# [What is expected]
Exactly as given, output all the records that follow.

:: Data

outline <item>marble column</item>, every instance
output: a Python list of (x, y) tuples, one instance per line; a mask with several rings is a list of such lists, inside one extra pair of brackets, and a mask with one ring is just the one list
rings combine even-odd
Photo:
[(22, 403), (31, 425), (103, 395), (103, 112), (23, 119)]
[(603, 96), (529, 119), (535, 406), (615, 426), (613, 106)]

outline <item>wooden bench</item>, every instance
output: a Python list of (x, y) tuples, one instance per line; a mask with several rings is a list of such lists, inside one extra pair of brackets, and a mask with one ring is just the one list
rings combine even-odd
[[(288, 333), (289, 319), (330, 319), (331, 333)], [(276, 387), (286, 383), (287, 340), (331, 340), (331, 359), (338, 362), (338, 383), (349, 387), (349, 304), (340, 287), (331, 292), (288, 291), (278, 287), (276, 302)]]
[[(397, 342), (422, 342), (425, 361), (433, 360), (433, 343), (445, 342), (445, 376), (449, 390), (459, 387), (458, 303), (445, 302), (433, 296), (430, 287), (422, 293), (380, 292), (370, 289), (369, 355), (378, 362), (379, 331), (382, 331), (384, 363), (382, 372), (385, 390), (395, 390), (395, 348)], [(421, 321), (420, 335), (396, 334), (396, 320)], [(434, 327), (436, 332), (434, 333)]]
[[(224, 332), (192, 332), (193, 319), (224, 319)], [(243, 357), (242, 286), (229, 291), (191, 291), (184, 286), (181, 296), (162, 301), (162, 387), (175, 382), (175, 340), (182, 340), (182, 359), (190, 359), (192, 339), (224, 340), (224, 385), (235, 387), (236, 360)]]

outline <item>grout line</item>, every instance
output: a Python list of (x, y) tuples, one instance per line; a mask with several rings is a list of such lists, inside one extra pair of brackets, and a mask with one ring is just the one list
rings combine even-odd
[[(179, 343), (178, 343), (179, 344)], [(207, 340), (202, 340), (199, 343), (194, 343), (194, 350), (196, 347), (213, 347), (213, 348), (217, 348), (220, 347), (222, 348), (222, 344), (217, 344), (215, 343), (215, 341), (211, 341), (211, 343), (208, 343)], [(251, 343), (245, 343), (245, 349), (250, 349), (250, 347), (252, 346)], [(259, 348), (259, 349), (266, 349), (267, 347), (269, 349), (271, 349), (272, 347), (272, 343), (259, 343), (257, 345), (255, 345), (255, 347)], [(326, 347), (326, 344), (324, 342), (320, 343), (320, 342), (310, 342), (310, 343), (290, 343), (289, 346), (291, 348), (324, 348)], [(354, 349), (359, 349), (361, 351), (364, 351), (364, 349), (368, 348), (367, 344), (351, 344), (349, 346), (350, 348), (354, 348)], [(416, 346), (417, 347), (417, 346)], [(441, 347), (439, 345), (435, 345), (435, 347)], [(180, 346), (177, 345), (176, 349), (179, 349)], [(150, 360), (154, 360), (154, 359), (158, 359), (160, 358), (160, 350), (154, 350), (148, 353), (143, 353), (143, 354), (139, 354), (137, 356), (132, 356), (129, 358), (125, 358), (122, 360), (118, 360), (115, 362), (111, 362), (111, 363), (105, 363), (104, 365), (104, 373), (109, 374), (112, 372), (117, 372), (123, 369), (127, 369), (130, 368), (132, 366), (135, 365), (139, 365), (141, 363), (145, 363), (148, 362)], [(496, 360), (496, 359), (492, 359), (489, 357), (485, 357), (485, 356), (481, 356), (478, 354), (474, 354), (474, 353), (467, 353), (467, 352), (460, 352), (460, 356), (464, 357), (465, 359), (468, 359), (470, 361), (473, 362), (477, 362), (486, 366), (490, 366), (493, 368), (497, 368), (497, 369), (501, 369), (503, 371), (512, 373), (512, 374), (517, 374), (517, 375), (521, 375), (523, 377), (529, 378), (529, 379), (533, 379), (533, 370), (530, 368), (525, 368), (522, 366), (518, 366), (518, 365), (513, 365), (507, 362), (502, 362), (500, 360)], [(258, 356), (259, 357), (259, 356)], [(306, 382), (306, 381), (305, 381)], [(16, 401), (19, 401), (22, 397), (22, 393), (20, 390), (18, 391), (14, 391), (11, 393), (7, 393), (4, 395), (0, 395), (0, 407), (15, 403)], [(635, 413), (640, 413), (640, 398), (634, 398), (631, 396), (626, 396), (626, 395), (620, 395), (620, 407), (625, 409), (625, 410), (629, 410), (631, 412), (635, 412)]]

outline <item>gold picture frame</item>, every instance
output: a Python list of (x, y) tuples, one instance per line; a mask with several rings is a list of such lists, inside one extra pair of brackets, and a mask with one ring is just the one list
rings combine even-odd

::::

# [Your solution]
outline <item>marble column</item>, every instance
output: a Python list of (x, y) tuples, one instance per line; a mask with several rings is a list of such lists, inside one extra pair of brackets, and a mask with one ring is just the one list
rings combine even-odd
Photo:
[(22, 403), (31, 425), (103, 395), (103, 112), (23, 119)]
[(603, 96), (529, 119), (535, 406), (615, 426), (613, 106)]

outline <item>wooden bench</item>, every instance
output: a Python list of (x, y) tuples, one instance per line; a mask with several rings is a list of such lists, inside one extra pair of brackets, and a mask with one ring is just the one list
rings combine even-odd
[[(288, 333), (289, 319), (330, 319), (331, 333)], [(276, 387), (286, 383), (287, 340), (331, 340), (331, 359), (338, 362), (338, 383), (349, 387), (349, 304), (340, 287), (331, 292), (288, 291), (278, 287), (276, 302)]]
[[(397, 342), (422, 342), (425, 361), (433, 360), (433, 343), (445, 342), (445, 376), (449, 390), (459, 387), (458, 303), (445, 302), (433, 296), (430, 287), (422, 293), (380, 292), (370, 289), (369, 355), (378, 362), (379, 331), (382, 331), (384, 363), (382, 372), (385, 390), (395, 390), (395, 348)], [(421, 321), (420, 335), (396, 334), (396, 320)], [(434, 327), (436, 332), (434, 333)]]
[[(224, 332), (192, 332), (193, 319), (224, 319)], [(243, 357), (242, 286), (229, 291), (191, 291), (184, 286), (181, 296), (162, 301), (162, 387), (175, 382), (175, 340), (182, 340), (182, 359), (190, 359), (192, 339), (224, 340), (224, 385), (235, 387), (236, 360)]]

outline <item>grout line</item>, every instance
output: a Python list of (x, y) tuples, one instance per line; a mask with several rings is a list of such lists, inside one extra pair of brackets, and a mask with one ring is just the one list
rings combine even-odd
[[(179, 343), (178, 343), (179, 344)], [(207, 340), (202, 340), (199, 343), (194, 343), (194, 350), (196, 347), (213, 347), (213, 348), (217, 348), (220, 347), (222, 348), (222, 344), (217, 344), (215, 343), (215, 341), (211, 341), (211, 343), (208, 343)], [(251, 343), (245, 343), (245, 349), (250, 349), (250, 347), (252, 346)], [(259, 348), (259, 349), (266, 349), (267, 347), (269, 349), (271, 349), (272, 347), (272, 343), (259, 343), (257, 345), (255, 345), (255, 347)], [(326, 347), (326, 344), (324, 342), (320, 343), (320, 342), (310, 342), (310, 343), (290, 343), (289, 346), (291, 348), (324, 348)], [(354, 349), (359, 349), (361, 351), (364, 351), (364, 349), (368, 348), (367, 344), (351, 344), (349, 346), (350, 348), (354, 348)], [(416, 346), (417, 347), (417, 346)], [(441, 347), (439, 345), (435, 345), (435, 347)], [(180, 346), (177, 345), (176, 349), (179, 349)], [(150, 360), (154, 360), (154, 359), (158, 359), (160, 358), (160, 350), (154, 350), (148, 353), (143, 353), (143, 354), (139, 354), (137, 356), (132, 356), (129, 358), (125, 358), (122, 360), (118, 360), (115, 362), (111, 362), (111, 363), (105, 363), (104, 365), (104, 373), (109, 374), (112, 372), (117, 372), (123, 369), (127, 369), (130, 368), (132, 366), (135, 365), (139, 365), (141, 363), (145, 363), (148, 362)], [(496, 360), (496, 359), (492, 359), (489, 357), (485, 357), (485, 356), (481, 356), (478, 354), (474, 354), (474, 353), (467, 353), (467, 352), (460, 352), (460, 356), (464, 357), (465, 359), (468, 359), (470, 361), (473, 362), (477, 362), (486, 366), (490, 366), (493, 368), (497, 368), (497, 369), (501, 369), (503, 371), (512, 373), (512, 374), (517, 374), (517, 375), (521, 375), (523, 377), (529, 378), (529, 379), (533, 379), (533, 370), (530, 368), (525, 368), (522, 366), (518, 366), (518, 365), (513, 365), (507, 362), (502, 362), (500, 360)], [(258, 356), (259, 357), (259, 356)], [(306, 382), (306, 381), (305, 381)], [(16, 401), (19, 401), (22, 397), (22, 393), (20, 390), (18, 391), (14, 391), (11, 393), (7, 393), (4, 395), (0, 395), (0, 407), (15, 403)], [(635, 413), (640, 413), (640, 398), (634, 398), (631, 396), (626, 396), (626, 395), (620, 395), (620, 407), (625, 409), (625, 410), (629, 410), (631, 412), (635, 412)]]

outline <item>gold picture frame</item>, every instance
output: a Python list of (x, y) tuples, one instance per line; a mask with several rings is a list of such lists, inside one extra pair of brackets, and a mask with one ring is just the one list
rings combine even-odd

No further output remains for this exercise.